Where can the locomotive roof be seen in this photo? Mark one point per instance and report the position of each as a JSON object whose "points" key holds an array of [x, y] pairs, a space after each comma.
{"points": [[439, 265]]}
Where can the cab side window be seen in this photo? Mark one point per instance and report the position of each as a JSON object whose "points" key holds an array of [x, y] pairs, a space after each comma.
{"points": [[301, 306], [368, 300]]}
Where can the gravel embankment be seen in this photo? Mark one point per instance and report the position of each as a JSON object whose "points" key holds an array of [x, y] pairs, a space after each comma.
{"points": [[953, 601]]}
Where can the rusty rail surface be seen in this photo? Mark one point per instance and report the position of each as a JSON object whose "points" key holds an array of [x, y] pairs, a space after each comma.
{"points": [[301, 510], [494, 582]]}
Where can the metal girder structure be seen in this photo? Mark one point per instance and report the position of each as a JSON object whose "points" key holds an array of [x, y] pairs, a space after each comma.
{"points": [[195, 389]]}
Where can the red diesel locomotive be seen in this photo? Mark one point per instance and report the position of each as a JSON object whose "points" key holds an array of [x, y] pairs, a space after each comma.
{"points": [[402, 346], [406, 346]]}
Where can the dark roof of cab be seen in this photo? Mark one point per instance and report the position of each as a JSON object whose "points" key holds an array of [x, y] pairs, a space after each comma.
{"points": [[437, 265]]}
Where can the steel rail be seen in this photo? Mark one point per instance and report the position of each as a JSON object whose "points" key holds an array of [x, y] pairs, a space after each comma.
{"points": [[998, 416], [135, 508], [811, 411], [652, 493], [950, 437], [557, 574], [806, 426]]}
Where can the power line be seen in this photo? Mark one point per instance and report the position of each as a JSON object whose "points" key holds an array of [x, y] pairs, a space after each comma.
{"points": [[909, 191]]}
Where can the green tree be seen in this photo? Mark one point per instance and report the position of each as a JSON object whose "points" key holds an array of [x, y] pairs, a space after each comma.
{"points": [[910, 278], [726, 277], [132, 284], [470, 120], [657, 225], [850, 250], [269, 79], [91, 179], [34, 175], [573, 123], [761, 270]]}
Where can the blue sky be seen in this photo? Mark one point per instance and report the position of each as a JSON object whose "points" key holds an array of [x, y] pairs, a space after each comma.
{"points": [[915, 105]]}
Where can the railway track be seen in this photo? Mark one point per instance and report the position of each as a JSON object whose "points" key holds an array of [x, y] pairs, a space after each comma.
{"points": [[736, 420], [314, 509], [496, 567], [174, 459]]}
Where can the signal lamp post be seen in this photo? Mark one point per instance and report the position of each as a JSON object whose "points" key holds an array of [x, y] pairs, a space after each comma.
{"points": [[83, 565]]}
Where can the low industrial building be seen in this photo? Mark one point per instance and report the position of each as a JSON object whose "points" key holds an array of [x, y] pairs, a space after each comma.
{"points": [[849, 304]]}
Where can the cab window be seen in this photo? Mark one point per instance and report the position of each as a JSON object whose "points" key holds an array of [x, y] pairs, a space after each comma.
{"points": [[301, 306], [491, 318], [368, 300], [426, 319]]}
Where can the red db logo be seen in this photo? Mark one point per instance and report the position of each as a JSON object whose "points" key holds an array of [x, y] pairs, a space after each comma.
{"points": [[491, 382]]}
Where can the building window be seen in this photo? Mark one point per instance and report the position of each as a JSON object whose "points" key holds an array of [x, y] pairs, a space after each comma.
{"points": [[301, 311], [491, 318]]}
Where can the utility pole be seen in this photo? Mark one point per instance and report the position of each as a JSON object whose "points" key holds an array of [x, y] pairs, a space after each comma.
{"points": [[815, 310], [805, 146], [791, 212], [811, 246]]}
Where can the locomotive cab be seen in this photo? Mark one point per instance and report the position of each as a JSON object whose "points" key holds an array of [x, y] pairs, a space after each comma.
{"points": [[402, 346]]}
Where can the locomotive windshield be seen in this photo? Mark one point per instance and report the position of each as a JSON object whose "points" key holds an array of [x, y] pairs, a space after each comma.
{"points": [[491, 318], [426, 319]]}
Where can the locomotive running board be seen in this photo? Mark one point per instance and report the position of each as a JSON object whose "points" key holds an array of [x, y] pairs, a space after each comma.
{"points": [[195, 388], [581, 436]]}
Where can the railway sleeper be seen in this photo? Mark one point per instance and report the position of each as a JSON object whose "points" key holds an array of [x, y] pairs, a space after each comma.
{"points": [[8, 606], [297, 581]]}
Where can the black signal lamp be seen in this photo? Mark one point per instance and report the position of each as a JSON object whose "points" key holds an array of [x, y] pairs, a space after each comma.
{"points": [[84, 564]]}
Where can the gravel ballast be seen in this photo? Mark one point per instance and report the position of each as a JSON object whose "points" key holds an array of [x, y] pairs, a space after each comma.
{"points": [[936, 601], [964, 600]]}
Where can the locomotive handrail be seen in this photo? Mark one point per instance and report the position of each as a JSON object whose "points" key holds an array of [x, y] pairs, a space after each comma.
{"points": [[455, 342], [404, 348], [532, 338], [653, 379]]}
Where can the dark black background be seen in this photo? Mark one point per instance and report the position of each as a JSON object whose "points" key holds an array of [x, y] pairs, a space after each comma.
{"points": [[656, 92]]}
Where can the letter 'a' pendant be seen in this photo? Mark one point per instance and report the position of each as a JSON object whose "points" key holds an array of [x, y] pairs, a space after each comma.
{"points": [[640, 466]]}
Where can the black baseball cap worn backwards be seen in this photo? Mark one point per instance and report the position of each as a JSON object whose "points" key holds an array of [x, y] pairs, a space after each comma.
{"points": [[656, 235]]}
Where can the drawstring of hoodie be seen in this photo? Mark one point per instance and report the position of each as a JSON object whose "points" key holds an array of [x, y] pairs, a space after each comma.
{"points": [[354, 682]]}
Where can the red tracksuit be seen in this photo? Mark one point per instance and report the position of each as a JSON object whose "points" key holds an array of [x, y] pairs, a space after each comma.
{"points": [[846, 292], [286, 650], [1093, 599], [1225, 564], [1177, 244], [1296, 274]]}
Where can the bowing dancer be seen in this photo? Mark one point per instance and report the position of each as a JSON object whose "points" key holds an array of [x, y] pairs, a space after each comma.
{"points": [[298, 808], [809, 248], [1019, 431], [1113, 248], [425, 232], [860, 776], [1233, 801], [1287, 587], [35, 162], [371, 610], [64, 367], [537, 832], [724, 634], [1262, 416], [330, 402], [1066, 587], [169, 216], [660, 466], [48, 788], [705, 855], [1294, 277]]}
+ + + +
• **REQUIREMENT**
Nothing should be altered. Set down all the data again.

• **YOUR RESPONSE**
Where can the locomotive roof be seen in this photo? Mark one point per instance and report the position of each as a JSON object whose "points" key holds an array of [x, y] pairs, a space after each comma.
{"points": [[439, 265]]}
Where can the cab side window be seen in this photo? Mark one point per instance and report the position of each as a JSON object whose "points" key holds an array of [x, y] pairs, a space after each comma.
{"points": [[301, 306], [368, 300]]}
Where can the gravel embankment be seen in this photo? Mark one point per instance and report the position of each as a JSON object whose "points" key holds an array of [x, y] pairs, a space after each comma.
{"points": [[953, 601]]}
Where can the rusty rail surface be seen in this photo? Mark one point per instance and report the position of each as a JSON object whose "points" key holds an array of [x, y] pairs, a space after each comma.
{"points": [[301, 510], [494, 582]]}
Where can the metal girder structure be seen in this photo? Mark one point per instance and report the position of each as a JSON object whose "points" key holds an array of [x, y] pairs, a space after each comma.
{"points": [[195, 389]]}
Where can the red diesel locomotive be seen in this photo? Mark one point per instance and report the position of each as a JSON object whose "points" key holds an array of [x, y] pairs, a space after each comma.
{"points": [[402, 346], [406, 346]]}
Where can the dark roof of cab be seen in this photo? Mark one point per instance and report the position of each as a JSON object whose "points" key holds an array of [x, y] pairs, a space after each comma.
{"points": [[437, 265]]}
Where can the steel rail be seen in this photo? Mark one point per instance and report the position of each as a JSON object whose "points" key holds an array of [x, y] pairs, a space after each comma.
{"points": [[998, 416], [135, 508], [811, 411], [652, 493], [950, 437], [557, 574], [806, 426]]}
Where can the power line be seen in this photo? Mark one point per instance and report the position of each as a JSON object whose "points" key holds an array of [x, y] pairs, a space after each comma.
{"points": [[909, 191]]}
Where can the green tree be seen in this photo? Mark one point per instance and report the position of each as a JSON object whose "points" key holds an array of [x, y] pairs, a space after each comma.
{"points": [[910, 278], [726, 277], [132, 284], [470, 120], [657, 225], [850, 250], [269, 79], [91, 179], [34, 175], [573, 123], [761, 270]]}
Where can the blue sky be seen in this photo? Mark one point per instance and report the position of each as a JSON object whose "points" key holds an array of [x, y] pairs, a space after each comma.
{"points": [[915, 105]]}
Where can the railway track be seen in this photo? Mark one point per instance and report the position of each as a JSON object whose "points" key holds an array of [x, y] pairs, a space after each comma.
{"points": [[736, 420], [314, 509], [496, 567], [174, 459]]}
Where can the signal lamp post be seen in this photo? Mark one point per instance and report the position of each as a JSON object whose "points" key holds an array of [x, y] pairs, a space after each comma.
{"points": [[83, 565]]}
Where can the low industrial building be seen in this photo? Mark one point per instance and report the position of each as a JSON object whose "points" key holds an array of [x, y] pairs, a space after each comma.
{"points": [[849, 304]]}
Where can the cab window be seen in this photo? Mark one point per instance and report the position of each as a JSON object whose "points" key holds an array of [x, y] pairs, a space after each comma.
{"points": [[301, 306], [491, 318], [368, 300], [426, 319]]}
Where can the red db logo be seen in this photo? Mark one point per instance and report the position of each as a JSON object whose "points" key holds an array of [x, y] pairs, a space after each comma.
{"points": [[491, 382]]}
Where can the building window be seen in this photo? Mark one point per instance and report the position of each as a JSON object whose "points" key holds an array of [x, y] pairs, a space after each comma.
{"points": [[301, 311], [491, 318]]}
Where can the utility pole be seen in this photo? Mark one point per instance and report the position of each as a JSON object whose "points" key holds an array of [x, y] pairs, a space after each comma.
{"points": [[815, 310], [805, 146], [791, 212], [811, 246]]}
Where can the locomotive cab be seen in this photo? Mark one point per instance and report the position of each as a JSON object whose "points" key holds an array of [x, y] pairs, a space after each comma.
{"points": [[402, 346]]}
Where can the locomotive windshield be seen in this photo? Mark one point per instance and report the position of each as a JSON object whose "points" key holds an array of [x, y] pairs, a space after each comma.
{"points": [[491, 318], [426, 319]]}
Where can the locomotive running board be seen in this photo? Mark one point per instance and report the position of each as a JSON object whose "points" key holds an array of [x, y] pairs, a space after each comma.
{"points": [[195, 388], [581, 436]]}
Where can the railway sleeper be seen in this photo? Mark one point per instance and report the position of each as a JSON object whose "points" key holds an array of [x, y] pairs, a space after each comma.
{"points": [[8, 606], [297, 581]]}
Where can the black signal lamp be seen in this photo? Mark one point per instance and report the position of each as a JSON object whose "points" key holds an array of [x, y] pairs, a space after each comma.
{"points": [[84, 564]]}
Where can the gravel ballast be seen in this photo? Mark one point per instance and report the position of each as a JSON object whose "points" key holds an array of [x, y] pairs, a space after each comma.
{"points": [[936, 601], [964, 600]]}
Where can the locomotive handrail be seen in this photo? Mark one point per instance and report the position of each as a JSON object whose "points" key holds an array of [x, y] pairs, a space after each comma.
{"points": [[455, 342], [404, 348], [532, 338], [653, 379]]}
Where can the dark black background be seen in this photo? Mark one point per instance and report the position of each as a JSON object whose "points" key holds an array of [x, y] pairs, a space after each comma.
{"points": [[656, 92]]}
Where can the letter 'a' pendant be seen in this photo? Mark one point per instance and report the position of each as a JSON object whose "points" key holds an array of [x, y] pairs, a space after each comma.
{"points": [[640, 466]]}
Where can the black baseball cap worn backwards be seen in this photo? Mark one point per instance and report the position of each as a JSON object whose "points" key holds an array of [x, y] pairs, a space after each comma.
{"points": [[656, 235]]}
Where can the drawstring of hoodie be seen in this photo? Mark one point per instance and report the position of each as a JSON object whose "points" key holds an array of [x, y] pairs, a space after each comma.
{"points": [[354, 682]]}
Where can the red tracksuit be seen in this photo? Mark one point per instance and report the position of each as a JSON object whose "points" key holds an array of [x, y] pairs, a space after each comma.
{"points": [[846, 292], [286, 650], [1093, 599], [1225, 564], [1177, 244], [1296, 274]]}
Where can the bowing dancer be seen in this photo? Mark one point per instance and report the position of each as a JSON object whose "points" key holds an array of [x, y] pairs, a space after each comma.
{"points": [[298, 808], [809, 248], [1019, 431], [1113, 248], [425, 232], [860, 776], [1233, 801], [1287, 587], [35, 162], [371, 610], [64, 367], [537, 832], [724, 634], [1262, 416], [330, 402], [1066, 587], [169, 216], [660, 466], [48, 788], [705, 855], [1294, 277]]}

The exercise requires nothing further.